>> begin Material shown

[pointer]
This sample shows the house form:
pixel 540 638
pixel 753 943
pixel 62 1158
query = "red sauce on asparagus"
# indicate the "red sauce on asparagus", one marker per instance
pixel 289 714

>> end Material shown

- Task to complete -
Write out the lines above again, switching "asparagus" to "broccoli" everywhere it appears and leaving everything else unchanged.

- Answer to this exercise -
[pointer]
This sample shows the house form:
pixel 540 638
pixel 753 943
pixel 62 1158
query = "red sauce on broccoli"
# indicate the "red sauce on broccoli", one marker per instance
pixel 289 714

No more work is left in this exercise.